:: WORK INSTRUCTIONS ::
Please say how many lines in the rows below contain the string "head". Reply with the number alone.

:: EXERCISE DATA ::
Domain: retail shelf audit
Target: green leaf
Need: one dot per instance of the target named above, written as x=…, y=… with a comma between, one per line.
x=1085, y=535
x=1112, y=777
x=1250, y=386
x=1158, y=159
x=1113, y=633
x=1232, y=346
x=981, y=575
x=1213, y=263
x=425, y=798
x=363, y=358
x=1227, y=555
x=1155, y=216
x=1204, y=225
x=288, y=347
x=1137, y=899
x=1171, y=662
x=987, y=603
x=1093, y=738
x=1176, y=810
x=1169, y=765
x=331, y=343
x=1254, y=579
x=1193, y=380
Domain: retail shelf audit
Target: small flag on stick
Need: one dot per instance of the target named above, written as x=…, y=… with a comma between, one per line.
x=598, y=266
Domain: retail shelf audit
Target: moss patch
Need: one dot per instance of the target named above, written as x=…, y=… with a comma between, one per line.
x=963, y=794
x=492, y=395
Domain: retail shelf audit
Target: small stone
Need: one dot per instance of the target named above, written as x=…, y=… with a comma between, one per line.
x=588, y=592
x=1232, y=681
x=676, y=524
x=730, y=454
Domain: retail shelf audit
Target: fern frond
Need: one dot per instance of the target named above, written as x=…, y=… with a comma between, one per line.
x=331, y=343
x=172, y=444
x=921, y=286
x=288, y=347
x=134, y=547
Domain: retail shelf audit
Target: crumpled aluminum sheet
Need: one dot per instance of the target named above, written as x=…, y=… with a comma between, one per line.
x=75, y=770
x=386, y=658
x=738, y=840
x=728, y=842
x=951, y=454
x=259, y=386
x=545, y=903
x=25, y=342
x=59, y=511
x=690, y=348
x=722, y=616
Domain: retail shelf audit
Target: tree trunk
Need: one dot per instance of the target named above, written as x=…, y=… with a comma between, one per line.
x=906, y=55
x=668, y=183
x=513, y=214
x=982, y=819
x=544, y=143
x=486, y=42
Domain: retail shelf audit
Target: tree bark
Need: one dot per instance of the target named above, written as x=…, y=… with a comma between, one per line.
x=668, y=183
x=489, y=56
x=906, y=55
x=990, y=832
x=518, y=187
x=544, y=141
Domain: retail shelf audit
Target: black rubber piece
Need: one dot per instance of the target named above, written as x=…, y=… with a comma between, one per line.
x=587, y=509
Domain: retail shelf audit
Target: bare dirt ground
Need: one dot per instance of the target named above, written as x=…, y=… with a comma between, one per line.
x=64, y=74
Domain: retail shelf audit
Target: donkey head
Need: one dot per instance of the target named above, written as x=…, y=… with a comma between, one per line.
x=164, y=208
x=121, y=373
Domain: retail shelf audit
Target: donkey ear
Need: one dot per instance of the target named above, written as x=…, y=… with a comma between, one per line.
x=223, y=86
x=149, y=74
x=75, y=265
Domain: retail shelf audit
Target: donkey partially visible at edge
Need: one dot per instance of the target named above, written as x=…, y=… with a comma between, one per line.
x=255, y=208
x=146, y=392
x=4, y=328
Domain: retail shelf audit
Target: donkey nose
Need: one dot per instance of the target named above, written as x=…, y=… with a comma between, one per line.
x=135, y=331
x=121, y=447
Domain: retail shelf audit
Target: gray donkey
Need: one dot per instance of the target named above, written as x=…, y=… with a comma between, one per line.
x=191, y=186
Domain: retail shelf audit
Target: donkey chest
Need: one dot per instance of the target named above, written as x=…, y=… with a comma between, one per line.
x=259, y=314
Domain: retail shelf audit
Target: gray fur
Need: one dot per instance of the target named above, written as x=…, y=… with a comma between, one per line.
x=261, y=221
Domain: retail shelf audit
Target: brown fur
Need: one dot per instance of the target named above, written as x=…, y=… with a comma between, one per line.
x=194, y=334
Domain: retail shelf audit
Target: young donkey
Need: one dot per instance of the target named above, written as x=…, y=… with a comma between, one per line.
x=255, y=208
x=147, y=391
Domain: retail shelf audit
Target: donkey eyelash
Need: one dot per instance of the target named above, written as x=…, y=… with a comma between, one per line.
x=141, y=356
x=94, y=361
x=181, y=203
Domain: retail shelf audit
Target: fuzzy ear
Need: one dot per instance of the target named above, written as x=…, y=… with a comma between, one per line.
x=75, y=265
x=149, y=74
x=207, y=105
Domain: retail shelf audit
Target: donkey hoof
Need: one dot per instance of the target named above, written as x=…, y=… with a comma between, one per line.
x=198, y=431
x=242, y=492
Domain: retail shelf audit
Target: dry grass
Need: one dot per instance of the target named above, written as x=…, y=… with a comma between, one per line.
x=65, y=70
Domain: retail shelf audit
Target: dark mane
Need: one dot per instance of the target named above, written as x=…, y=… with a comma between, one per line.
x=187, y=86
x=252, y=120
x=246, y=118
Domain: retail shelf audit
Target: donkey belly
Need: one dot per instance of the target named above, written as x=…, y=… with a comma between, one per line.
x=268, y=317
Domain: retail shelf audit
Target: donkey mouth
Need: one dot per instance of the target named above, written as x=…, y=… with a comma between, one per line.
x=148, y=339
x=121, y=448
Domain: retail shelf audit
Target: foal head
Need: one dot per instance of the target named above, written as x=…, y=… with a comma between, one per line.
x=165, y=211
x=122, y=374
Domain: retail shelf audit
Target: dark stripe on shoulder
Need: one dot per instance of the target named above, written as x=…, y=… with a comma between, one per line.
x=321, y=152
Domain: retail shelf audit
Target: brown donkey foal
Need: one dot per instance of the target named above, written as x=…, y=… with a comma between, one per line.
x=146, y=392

:: THE SOLUTION ::
2